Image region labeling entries
__________________________________________________

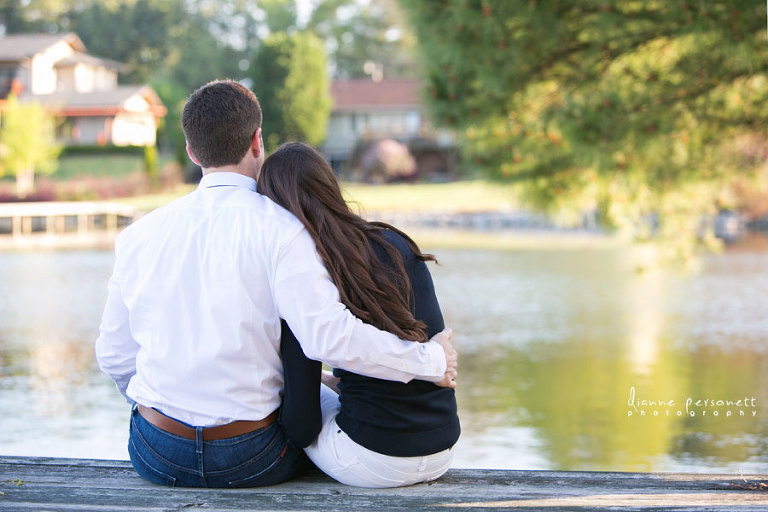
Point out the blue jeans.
[128,406,312,487]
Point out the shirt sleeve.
[95,264,139,403]
[273,229,446,382]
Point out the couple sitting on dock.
[96,81,460,487]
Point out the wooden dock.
[0,201,137,250]
[0,456,768,512]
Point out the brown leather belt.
[138,404,277,441]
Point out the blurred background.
[0,0,768,474]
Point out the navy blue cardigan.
[280,231,461,457]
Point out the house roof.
[20,85,167,116]
[0,33,85,62]
[55,52,128,72]
[331,79,422,112]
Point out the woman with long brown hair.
[258,143,460,487]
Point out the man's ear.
[187,144,202,167]
[251,128,264,158]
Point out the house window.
[0,68,16,98]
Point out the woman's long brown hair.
[258,142,435,342]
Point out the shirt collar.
[197,172,256,192]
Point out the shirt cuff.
[378,341,447,382]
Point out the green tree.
[401,0,768,255]
[0,95,61,197]
[305,0,420,78]
[250,32,331,150]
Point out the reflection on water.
[0,244,768,473]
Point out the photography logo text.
[627,386,757,418]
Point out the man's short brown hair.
[181,80,261,168]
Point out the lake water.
[0,240,768,474]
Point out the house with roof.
[321,78,455,176]
[0,33,167,146]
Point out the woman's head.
[258,142,434,341]
[258,142,352,231]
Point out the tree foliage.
[401,0,768,256]
[0,95,61,197]
[250,32,331,150]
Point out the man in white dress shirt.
[96,81,456,487]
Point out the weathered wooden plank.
[0,456,768,512]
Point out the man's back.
[96,173,303,426]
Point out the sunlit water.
[0,242,768,474]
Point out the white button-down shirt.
[96,172,445,426]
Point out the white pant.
[304,385,453,487]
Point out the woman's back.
[334,230,460,457]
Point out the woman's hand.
[430,328,459,388]
[320,370,341,395]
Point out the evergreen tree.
[0,95,60,197]
[401,0,768,256]
[249,32,331,151]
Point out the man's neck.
[203,165,256,179]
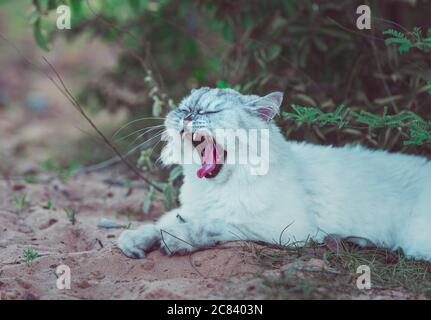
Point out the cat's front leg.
[117,210,178,259]
[160,215,246,255]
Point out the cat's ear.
[248,91,283,121]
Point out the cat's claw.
[160,230,196,255]
[117,225,160,259]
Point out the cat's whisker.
[117,124,164,141]
[112,117,165,139]
[127,130,164,150]
[125,128,164,146]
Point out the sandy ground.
[0,173,420,299]
[0,175,270,299]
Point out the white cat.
[118,88,431,261]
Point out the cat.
[118,87,431,261]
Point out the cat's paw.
[160,228,197,255]
[117,224,160,259]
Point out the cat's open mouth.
[184,134,227,179]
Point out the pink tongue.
[197,143,216,178]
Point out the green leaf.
[398,43,414,54]
[265,44,282,61]
[69,0,83,16]
[129,0,140,11]
[296,93,317,107]
[382,29,406,38]
[33,17,50,51]
[385,38,410,45]
[169,166,183,182]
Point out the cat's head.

__________________________________________________

Please rewrite the records starting at the line containing "Point out the shirt collar." and ending at the line containing "[125,128,164,146]", substituting "Locate" for every "Point out" and keeping everything else unchanged. Leave the pictures out of the answer.

Locate the shirt collar.
[197,172,256,192]
Locate the shirt cuff.
[378,341,447,382]
Locate the green tree.
[401,0,768,255]
[0,95,61,197]
[305,0,420,78]
[250,32,331,150]
Locate the reflection on water.
[0,244,768,473]
Locate the photography logo text.
[627,386,757,418]
Locate the man's short brown hair.
[181,80,261,168]
Locate the lake water.
[0,240,768,474]
Locate the house with roof.
[321,78,455,176]
[0,33,167,146]
Locate the woman's head.
[258,142,434,341]
[258,142,352,231]
Locate the tree foliage.
[401,0,768,256]
[0,95,61,197]
[250,32,331,150]
Locate the man in white dress shirt.
[96,81,456,487]
Locate the weathered wooden plank.
[0,456,768,512]
Locate the man's back.
[96,173,303,426]
Locate the sunlit water.
[0,242,768,474]
Locate the white button-down shirt.
[96,172,445,426]
Locate the white pant.
[304,385,453,487]
Locate the woman's back.
[334,230,460,457]
Locate the woman's hand.
[430,328,459,388]
[320,370,341,395]
Locate the evergreen tree.
[0,95,60,197]
[401,0,768,256]
[249,32,331,151]
Locate the man's neck.
[203,165,256,179]
Locate the cat's front leg.
[117,210,178,259]
[160,215,246,255]
Locate the cat's ear.
[248,91,283,121]
Locate the cat's claw.
[160,230,196,255]
[117,225,160,259]
Locate the cat's whisker.
[117,124,164,141]
[112,117,165,139]
[127,130,164,150]
[125,128,164,146]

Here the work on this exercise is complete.